Region pointing data –

++++

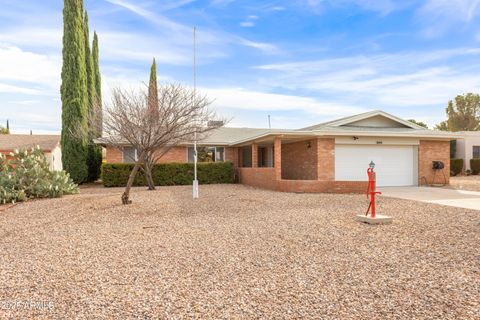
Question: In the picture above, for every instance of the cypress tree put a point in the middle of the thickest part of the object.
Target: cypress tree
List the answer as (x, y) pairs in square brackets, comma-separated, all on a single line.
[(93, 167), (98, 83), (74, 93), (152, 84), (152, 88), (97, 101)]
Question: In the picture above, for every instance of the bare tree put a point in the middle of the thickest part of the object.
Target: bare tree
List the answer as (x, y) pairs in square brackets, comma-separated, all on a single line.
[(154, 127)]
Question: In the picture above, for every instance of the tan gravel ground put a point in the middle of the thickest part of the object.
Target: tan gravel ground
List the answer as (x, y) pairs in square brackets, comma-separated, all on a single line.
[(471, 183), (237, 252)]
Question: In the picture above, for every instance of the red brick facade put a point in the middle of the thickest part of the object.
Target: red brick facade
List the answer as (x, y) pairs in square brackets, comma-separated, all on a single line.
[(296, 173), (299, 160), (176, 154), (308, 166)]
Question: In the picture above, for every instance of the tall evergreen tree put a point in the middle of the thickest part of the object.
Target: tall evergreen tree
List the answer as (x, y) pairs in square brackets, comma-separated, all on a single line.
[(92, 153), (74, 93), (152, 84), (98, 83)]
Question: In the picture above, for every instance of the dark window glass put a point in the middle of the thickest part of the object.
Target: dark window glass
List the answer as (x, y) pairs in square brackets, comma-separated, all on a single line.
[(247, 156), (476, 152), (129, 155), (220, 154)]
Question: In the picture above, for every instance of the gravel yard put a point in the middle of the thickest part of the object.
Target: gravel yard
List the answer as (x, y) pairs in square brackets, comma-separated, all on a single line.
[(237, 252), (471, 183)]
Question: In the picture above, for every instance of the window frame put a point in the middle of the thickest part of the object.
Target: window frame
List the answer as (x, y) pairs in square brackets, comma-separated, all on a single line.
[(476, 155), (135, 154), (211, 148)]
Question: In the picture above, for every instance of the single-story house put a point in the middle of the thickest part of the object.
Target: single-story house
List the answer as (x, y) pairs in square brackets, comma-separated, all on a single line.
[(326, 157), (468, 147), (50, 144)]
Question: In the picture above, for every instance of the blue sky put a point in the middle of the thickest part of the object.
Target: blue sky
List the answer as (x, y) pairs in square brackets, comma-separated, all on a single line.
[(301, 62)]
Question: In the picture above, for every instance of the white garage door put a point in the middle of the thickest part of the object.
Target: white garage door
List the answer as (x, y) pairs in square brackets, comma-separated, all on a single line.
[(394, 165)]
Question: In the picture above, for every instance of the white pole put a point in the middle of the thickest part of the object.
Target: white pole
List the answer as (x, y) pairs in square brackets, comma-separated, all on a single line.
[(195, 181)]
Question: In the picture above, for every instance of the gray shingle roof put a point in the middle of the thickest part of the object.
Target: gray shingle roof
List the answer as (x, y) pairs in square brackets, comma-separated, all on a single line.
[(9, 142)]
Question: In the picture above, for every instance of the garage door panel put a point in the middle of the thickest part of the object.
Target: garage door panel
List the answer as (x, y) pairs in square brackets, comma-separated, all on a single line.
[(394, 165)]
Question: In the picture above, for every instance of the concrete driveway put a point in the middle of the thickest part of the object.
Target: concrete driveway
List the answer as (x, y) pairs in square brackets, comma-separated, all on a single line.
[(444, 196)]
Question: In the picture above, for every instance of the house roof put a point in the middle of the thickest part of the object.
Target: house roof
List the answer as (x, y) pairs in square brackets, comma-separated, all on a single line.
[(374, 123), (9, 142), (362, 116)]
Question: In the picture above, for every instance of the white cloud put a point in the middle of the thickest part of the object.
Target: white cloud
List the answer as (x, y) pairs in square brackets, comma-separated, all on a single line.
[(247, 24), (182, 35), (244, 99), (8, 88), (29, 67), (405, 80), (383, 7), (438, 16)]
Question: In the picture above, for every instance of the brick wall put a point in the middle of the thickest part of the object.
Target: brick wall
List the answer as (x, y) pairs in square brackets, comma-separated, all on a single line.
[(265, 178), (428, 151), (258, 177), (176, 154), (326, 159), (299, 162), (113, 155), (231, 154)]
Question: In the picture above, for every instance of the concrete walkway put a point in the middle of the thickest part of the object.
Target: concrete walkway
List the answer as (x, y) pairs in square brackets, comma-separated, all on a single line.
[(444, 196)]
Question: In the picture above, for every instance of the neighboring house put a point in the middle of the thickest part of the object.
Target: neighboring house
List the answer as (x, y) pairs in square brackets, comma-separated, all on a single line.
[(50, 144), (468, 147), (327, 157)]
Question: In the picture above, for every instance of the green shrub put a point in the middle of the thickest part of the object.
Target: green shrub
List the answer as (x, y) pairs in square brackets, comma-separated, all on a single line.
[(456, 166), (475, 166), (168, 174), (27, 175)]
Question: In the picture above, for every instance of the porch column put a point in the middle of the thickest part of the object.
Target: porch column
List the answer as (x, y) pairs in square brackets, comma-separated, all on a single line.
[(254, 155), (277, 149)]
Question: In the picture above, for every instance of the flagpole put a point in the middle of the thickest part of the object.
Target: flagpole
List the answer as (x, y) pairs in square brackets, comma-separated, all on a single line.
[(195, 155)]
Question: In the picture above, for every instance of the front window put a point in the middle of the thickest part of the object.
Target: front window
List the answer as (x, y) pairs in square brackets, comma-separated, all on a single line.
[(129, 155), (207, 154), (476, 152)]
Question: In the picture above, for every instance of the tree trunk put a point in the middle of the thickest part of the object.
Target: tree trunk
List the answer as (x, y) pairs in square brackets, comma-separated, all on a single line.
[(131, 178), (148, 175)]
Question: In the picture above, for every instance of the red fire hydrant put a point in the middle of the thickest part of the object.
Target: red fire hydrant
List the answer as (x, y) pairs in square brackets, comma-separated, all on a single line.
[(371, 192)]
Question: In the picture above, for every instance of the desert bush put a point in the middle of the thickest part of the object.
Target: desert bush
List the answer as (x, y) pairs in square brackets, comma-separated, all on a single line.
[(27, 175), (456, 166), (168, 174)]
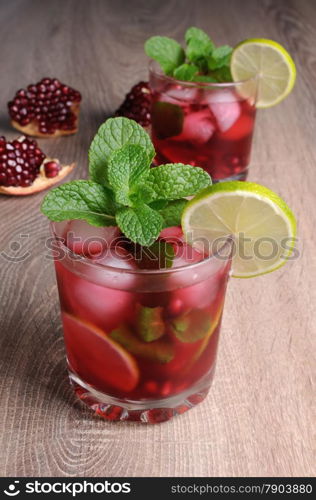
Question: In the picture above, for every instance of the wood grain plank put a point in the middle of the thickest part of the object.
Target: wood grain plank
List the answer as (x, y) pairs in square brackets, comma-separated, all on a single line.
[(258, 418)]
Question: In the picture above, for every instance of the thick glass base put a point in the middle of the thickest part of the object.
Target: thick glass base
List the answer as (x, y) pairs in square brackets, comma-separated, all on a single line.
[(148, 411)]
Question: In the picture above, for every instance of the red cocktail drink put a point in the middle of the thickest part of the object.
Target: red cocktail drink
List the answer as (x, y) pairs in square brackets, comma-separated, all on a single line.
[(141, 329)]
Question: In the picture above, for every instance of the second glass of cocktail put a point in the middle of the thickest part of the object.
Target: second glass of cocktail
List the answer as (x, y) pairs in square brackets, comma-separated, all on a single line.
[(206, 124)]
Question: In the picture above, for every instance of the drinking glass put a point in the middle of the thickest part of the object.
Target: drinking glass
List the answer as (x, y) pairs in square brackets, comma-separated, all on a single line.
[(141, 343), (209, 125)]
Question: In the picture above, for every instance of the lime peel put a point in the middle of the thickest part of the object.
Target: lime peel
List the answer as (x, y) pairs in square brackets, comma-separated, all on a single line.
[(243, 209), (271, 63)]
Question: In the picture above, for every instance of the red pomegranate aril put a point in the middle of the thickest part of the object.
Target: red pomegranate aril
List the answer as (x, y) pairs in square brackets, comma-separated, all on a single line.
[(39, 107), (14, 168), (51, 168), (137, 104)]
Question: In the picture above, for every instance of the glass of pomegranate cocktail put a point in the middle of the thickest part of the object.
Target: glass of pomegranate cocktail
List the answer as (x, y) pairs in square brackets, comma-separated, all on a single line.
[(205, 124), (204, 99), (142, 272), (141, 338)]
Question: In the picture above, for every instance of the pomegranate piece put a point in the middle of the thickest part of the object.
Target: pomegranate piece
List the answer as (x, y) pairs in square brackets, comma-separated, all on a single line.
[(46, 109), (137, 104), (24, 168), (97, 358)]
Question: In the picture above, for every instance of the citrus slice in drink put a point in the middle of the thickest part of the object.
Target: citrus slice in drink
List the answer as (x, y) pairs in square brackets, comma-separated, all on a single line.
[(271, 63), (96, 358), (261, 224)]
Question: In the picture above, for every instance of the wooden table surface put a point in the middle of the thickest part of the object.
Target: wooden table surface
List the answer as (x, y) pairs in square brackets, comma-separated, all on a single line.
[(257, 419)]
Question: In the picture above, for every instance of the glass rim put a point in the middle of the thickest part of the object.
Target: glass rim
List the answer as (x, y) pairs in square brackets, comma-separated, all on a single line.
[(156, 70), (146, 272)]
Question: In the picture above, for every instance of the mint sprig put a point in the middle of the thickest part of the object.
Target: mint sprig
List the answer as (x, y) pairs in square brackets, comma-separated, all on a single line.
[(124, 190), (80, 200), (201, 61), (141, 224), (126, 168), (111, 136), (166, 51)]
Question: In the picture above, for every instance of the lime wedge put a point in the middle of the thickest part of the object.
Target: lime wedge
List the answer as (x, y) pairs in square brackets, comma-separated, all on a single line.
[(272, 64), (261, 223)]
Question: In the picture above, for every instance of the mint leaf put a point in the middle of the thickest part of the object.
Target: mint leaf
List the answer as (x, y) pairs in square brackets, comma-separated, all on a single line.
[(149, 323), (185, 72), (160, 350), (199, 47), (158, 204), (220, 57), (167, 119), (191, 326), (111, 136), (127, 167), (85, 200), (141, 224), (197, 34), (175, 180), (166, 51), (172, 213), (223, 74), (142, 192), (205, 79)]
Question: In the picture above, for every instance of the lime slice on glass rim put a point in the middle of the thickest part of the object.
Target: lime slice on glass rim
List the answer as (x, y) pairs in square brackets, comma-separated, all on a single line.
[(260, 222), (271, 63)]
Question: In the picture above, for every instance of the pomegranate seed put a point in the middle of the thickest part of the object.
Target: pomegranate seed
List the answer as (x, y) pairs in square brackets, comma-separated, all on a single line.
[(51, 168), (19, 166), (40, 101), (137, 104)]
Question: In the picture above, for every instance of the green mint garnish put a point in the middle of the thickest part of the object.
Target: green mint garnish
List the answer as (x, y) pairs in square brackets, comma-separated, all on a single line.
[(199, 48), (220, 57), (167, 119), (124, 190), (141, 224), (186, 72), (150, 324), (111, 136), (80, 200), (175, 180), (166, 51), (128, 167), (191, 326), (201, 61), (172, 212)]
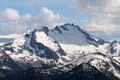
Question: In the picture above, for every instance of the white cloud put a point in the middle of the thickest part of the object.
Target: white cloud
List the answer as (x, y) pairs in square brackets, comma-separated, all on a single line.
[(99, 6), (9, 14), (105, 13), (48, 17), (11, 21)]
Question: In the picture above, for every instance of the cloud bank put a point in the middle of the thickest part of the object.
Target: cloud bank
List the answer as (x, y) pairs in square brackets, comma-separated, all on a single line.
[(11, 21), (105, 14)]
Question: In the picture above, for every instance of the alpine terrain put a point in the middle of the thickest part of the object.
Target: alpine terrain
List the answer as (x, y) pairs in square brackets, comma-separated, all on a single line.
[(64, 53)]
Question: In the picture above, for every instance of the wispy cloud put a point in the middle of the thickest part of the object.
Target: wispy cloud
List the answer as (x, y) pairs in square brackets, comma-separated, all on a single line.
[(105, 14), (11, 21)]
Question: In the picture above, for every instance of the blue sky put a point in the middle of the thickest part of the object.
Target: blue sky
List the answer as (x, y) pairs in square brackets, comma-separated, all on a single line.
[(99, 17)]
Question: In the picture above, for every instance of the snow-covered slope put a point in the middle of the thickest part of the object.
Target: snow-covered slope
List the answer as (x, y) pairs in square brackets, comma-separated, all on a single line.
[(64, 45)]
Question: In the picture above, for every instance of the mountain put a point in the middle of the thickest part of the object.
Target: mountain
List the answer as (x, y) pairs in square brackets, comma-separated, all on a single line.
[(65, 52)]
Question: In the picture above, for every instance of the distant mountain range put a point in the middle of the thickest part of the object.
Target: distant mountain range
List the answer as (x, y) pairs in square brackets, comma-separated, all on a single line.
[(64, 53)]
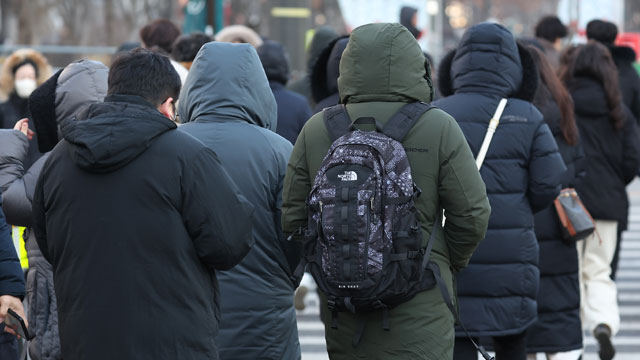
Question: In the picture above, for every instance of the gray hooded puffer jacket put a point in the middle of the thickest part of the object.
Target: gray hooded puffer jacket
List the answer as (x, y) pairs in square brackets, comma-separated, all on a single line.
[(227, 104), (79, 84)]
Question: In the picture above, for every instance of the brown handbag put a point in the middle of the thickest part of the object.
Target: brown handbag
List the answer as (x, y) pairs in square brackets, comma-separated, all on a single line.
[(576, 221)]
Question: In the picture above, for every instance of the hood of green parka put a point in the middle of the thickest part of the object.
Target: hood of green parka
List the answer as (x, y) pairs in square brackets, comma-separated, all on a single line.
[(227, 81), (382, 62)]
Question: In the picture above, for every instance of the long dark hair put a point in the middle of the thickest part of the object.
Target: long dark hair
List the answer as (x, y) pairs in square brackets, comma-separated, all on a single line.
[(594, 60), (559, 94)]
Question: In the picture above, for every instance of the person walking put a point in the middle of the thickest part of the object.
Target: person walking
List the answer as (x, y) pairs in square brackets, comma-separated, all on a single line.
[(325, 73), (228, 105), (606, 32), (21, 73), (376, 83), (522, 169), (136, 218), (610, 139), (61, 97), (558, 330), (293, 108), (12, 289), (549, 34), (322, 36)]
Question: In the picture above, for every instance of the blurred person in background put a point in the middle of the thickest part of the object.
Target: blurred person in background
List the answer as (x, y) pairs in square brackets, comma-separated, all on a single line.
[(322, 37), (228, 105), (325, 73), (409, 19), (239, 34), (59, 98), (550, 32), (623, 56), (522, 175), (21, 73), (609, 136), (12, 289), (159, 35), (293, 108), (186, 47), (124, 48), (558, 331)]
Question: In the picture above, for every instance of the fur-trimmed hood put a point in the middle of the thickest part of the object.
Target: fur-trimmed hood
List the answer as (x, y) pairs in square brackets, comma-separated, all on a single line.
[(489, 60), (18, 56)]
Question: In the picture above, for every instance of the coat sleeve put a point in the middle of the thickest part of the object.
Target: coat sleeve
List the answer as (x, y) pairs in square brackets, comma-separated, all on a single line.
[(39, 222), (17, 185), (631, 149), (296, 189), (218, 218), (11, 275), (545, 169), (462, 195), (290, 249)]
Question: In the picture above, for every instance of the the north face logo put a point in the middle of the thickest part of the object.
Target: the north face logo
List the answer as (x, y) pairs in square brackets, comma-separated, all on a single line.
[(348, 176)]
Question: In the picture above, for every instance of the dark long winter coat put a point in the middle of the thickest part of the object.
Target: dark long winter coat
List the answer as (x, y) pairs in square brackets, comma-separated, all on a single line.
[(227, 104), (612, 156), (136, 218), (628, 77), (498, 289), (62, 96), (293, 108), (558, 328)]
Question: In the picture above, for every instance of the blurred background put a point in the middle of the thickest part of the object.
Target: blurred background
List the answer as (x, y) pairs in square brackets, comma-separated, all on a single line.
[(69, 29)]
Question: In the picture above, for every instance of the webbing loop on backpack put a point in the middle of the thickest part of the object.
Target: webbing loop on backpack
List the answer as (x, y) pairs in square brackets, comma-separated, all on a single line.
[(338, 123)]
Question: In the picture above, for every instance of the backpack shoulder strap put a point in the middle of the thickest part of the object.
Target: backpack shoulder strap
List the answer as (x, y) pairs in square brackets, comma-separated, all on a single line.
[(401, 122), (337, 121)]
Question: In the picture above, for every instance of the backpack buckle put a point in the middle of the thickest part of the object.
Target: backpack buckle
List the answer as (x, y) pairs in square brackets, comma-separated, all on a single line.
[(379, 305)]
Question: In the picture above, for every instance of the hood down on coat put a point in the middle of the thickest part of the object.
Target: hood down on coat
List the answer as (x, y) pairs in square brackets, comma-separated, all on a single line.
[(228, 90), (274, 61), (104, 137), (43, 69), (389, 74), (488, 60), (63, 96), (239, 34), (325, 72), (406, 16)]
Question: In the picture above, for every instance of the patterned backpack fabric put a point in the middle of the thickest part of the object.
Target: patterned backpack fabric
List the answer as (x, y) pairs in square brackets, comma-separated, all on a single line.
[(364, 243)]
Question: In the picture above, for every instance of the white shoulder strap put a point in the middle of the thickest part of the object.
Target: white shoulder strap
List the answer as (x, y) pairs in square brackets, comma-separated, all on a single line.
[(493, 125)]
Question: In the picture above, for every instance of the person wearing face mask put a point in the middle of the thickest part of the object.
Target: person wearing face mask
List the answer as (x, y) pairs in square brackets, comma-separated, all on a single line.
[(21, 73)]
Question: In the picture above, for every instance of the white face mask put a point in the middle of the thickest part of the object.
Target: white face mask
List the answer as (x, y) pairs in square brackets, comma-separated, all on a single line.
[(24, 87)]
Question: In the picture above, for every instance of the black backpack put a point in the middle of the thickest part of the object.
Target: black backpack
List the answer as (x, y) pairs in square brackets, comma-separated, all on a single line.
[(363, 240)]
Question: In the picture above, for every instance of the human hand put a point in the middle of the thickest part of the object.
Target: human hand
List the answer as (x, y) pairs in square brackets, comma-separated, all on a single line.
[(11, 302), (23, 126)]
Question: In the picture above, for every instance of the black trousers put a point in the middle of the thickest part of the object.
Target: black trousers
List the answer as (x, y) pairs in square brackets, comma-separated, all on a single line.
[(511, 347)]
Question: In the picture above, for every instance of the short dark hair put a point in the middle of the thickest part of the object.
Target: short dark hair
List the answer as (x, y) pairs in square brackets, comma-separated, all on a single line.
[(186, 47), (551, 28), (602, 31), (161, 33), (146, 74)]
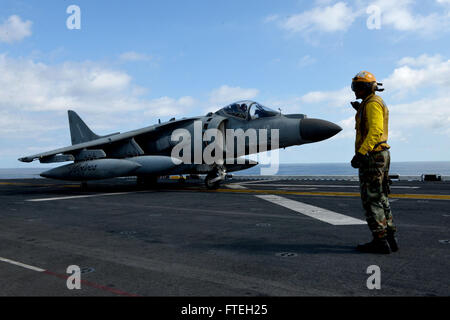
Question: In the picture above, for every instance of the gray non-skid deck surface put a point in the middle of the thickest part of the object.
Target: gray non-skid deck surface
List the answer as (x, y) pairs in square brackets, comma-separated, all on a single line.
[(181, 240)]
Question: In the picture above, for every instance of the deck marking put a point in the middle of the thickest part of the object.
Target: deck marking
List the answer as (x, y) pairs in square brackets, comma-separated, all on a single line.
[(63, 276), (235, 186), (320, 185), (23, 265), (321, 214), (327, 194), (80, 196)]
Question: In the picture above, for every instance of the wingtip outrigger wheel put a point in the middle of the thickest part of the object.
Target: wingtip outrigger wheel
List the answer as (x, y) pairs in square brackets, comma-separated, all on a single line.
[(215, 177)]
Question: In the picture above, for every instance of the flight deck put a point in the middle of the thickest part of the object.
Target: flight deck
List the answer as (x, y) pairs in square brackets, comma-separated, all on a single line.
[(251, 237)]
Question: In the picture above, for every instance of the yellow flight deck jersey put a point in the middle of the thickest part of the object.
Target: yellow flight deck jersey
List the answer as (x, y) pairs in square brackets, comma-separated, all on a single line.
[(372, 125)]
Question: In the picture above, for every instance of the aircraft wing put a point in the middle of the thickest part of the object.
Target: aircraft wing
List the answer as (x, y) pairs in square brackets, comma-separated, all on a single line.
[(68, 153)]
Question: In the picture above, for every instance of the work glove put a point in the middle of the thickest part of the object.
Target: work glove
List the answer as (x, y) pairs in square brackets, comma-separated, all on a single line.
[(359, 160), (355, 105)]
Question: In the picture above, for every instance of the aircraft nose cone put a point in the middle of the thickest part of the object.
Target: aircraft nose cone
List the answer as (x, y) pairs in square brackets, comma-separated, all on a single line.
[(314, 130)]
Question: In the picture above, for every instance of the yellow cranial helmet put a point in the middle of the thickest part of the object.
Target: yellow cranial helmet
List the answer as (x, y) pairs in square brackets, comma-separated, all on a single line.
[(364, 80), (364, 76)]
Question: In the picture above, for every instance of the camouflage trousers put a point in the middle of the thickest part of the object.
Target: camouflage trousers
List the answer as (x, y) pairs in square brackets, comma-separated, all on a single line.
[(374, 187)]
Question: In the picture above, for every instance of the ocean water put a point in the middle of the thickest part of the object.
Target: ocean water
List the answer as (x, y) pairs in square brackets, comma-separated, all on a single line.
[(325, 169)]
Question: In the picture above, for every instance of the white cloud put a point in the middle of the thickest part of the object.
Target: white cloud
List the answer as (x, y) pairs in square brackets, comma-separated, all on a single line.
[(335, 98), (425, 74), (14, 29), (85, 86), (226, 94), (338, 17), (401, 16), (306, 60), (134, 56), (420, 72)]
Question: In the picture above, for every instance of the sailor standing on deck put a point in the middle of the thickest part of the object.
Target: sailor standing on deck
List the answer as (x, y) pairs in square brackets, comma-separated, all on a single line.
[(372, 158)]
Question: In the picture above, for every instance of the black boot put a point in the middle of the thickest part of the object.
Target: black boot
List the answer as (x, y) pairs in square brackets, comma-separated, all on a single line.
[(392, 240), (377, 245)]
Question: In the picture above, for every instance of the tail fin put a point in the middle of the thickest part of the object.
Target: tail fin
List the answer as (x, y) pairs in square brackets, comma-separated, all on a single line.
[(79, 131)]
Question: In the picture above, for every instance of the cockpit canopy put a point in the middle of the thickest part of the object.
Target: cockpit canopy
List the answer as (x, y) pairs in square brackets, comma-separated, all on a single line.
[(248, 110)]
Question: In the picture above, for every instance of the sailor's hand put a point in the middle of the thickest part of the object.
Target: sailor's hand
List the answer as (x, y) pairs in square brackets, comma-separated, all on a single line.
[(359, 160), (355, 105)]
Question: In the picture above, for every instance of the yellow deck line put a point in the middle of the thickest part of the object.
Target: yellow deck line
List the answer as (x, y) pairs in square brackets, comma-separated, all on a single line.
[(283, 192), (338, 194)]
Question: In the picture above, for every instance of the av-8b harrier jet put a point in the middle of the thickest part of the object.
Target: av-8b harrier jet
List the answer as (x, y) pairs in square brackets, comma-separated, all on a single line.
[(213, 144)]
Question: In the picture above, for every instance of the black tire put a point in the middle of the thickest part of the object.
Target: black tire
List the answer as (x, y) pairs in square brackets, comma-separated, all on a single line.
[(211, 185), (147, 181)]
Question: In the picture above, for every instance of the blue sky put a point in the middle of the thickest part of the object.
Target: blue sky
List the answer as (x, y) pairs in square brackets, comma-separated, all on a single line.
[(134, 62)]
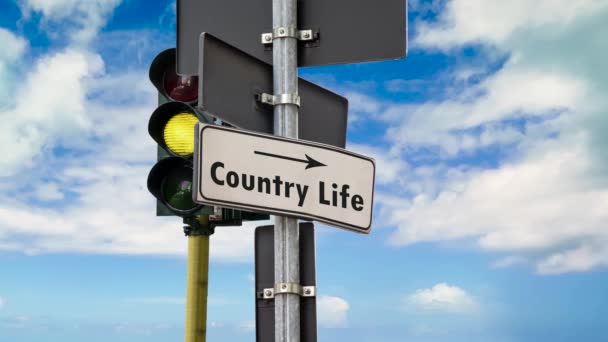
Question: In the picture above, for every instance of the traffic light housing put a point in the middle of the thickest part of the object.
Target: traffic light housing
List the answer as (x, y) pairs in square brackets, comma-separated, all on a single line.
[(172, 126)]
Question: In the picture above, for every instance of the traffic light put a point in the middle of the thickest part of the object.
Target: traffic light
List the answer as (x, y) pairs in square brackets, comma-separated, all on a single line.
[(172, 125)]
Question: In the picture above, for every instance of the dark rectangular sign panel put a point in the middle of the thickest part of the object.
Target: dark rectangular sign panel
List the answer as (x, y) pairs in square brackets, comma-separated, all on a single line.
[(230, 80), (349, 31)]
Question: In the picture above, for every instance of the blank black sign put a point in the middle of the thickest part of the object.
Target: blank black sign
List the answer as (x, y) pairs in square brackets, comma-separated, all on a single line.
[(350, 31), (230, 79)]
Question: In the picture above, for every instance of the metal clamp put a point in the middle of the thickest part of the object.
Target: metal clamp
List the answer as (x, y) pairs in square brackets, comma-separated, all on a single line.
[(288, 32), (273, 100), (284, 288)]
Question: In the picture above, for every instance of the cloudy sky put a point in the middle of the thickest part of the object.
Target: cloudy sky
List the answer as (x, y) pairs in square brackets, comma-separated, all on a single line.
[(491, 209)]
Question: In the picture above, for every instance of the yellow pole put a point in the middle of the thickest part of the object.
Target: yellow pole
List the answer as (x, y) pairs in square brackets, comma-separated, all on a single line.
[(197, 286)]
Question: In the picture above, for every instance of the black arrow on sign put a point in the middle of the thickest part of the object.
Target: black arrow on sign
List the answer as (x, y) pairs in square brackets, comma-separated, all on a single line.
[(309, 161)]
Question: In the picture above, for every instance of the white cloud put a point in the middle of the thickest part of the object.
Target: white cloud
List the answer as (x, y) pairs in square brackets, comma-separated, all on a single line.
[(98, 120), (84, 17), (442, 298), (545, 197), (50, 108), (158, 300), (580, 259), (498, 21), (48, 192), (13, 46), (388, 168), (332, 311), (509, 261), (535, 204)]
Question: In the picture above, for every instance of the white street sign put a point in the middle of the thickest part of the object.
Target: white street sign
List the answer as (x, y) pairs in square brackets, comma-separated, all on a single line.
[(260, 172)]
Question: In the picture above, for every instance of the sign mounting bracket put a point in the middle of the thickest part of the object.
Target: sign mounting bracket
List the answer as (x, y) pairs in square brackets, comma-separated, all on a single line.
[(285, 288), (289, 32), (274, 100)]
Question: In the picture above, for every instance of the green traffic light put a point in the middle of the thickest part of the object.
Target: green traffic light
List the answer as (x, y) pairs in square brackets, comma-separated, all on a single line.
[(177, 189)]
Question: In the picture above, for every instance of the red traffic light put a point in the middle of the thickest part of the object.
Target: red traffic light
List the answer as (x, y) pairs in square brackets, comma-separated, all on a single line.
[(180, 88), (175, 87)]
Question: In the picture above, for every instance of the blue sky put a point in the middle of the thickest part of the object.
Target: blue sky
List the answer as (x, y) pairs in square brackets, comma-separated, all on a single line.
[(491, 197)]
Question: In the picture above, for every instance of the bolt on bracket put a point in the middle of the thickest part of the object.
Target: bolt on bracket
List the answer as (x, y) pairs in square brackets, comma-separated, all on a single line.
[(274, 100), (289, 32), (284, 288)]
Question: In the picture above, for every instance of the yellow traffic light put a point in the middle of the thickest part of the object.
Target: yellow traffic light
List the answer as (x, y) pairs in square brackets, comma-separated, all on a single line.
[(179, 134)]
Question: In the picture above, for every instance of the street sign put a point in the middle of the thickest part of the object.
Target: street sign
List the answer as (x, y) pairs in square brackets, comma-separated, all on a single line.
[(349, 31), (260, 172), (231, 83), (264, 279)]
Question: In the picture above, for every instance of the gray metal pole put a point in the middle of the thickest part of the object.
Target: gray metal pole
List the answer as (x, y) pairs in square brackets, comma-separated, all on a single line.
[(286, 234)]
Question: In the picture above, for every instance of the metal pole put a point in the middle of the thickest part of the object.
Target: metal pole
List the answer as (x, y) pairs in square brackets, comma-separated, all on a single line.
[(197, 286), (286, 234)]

++++

Instructions for the task – Each line in the data where the string "bolt" occurs should be identified and copied.

Exercise response –
Question: In the picture above, for every instance of the bolt on bracket put a point in the middle of the thickest part of the object.
Target: bolt on bracket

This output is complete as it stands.